-------- Available data

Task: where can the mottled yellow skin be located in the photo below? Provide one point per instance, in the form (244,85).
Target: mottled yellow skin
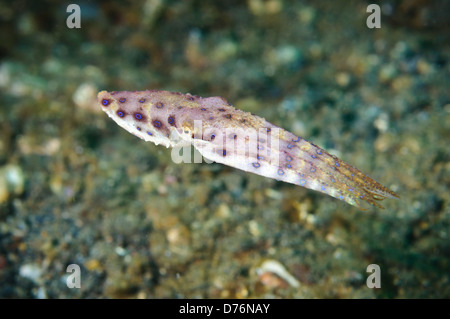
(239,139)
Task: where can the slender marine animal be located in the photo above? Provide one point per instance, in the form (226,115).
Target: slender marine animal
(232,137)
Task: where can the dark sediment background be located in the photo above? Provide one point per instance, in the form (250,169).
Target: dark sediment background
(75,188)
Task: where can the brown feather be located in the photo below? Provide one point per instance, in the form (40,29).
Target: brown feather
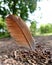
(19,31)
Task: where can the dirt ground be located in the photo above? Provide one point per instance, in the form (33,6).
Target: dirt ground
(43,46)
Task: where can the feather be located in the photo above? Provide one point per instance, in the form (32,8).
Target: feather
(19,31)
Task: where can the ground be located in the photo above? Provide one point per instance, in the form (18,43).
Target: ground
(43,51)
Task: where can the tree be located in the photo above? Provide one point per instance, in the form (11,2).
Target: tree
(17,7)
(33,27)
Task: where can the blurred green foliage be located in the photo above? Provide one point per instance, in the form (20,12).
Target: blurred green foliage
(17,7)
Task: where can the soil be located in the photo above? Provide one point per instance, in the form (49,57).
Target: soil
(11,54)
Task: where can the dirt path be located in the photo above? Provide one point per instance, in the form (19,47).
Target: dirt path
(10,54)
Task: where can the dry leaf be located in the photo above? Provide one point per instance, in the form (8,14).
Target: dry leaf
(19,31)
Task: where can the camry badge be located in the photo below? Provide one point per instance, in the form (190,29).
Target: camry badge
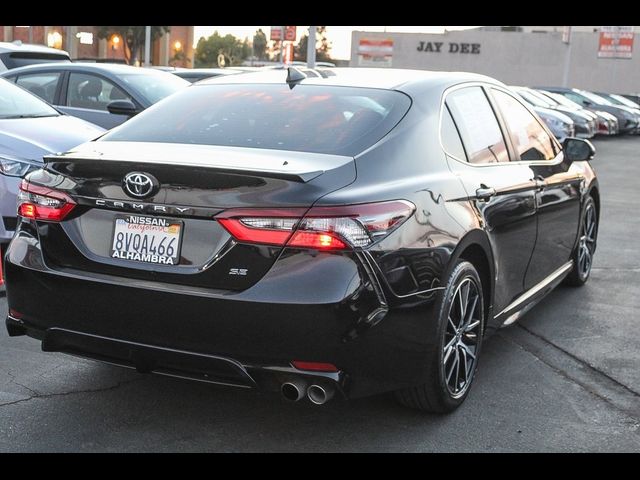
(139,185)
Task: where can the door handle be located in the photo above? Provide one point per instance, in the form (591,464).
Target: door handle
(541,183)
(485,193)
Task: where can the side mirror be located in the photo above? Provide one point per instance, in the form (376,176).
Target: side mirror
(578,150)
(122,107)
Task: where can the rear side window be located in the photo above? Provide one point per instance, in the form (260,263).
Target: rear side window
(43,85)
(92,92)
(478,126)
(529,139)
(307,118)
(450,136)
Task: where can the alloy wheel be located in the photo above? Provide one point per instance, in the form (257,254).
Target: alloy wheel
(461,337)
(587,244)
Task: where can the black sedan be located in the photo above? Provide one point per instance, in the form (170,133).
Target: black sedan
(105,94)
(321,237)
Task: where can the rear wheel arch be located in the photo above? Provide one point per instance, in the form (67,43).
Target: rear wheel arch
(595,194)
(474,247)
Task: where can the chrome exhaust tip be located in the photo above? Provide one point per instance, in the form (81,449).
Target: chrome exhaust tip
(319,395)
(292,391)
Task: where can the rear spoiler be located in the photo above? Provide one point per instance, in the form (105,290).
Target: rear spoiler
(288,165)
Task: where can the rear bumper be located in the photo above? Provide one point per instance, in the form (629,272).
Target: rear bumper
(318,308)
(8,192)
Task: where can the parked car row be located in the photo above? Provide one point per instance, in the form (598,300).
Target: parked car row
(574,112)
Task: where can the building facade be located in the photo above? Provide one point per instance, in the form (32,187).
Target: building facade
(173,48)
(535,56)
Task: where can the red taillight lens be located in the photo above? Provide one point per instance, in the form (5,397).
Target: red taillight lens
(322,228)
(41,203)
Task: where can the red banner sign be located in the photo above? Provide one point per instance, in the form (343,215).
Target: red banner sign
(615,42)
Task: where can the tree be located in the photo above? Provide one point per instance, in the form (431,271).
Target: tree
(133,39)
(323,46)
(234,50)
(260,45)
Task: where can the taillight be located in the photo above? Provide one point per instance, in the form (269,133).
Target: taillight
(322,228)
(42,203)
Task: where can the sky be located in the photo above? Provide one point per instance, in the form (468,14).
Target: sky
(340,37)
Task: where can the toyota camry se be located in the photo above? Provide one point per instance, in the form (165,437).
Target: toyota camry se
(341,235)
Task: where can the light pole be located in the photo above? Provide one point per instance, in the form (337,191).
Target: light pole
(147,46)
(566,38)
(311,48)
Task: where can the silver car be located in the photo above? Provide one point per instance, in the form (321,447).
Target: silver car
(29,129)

----------------
-------- Available data

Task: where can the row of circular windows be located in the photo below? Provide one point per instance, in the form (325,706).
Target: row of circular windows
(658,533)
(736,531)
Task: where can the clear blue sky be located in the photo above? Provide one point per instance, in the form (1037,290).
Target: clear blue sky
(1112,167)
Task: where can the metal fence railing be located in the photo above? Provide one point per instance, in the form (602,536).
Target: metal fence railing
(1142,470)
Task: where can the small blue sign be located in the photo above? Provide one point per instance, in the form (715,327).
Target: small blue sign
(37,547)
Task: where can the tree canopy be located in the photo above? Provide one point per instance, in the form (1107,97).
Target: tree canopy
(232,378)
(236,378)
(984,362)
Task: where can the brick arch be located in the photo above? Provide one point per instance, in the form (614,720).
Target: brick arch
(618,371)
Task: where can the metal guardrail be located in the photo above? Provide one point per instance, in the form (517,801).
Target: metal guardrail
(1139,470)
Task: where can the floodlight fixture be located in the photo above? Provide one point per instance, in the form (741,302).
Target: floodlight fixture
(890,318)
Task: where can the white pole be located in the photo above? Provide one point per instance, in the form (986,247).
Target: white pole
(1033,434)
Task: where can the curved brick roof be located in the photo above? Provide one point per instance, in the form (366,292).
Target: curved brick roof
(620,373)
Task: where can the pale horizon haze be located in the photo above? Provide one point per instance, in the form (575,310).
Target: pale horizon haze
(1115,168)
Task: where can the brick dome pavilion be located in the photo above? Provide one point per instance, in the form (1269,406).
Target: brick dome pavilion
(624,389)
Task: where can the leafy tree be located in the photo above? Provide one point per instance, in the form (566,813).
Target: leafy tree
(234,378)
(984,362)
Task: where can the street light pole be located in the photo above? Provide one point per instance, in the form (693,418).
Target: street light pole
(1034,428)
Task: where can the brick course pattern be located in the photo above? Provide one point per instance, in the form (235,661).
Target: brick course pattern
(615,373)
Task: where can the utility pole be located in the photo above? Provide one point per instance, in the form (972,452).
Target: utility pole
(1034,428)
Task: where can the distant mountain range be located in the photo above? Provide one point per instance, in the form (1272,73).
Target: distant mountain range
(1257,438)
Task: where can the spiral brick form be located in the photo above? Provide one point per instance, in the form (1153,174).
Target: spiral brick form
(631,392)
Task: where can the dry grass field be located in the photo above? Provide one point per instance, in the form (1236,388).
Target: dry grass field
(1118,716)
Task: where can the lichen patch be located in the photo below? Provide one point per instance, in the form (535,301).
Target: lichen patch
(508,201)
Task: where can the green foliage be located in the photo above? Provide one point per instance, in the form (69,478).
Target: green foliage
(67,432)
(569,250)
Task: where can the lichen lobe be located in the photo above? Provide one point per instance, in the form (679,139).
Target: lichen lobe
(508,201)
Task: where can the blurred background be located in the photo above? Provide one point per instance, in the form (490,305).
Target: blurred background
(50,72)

----------------

List every line of the entries above that contains the string "slender", reproducing each line in full. The match is case-sensitive.

Solution to this task:
Task: where can the slender marine animal be located in the photo above? Provide one point per instance, in the form (226,115).
Target: slender marine animal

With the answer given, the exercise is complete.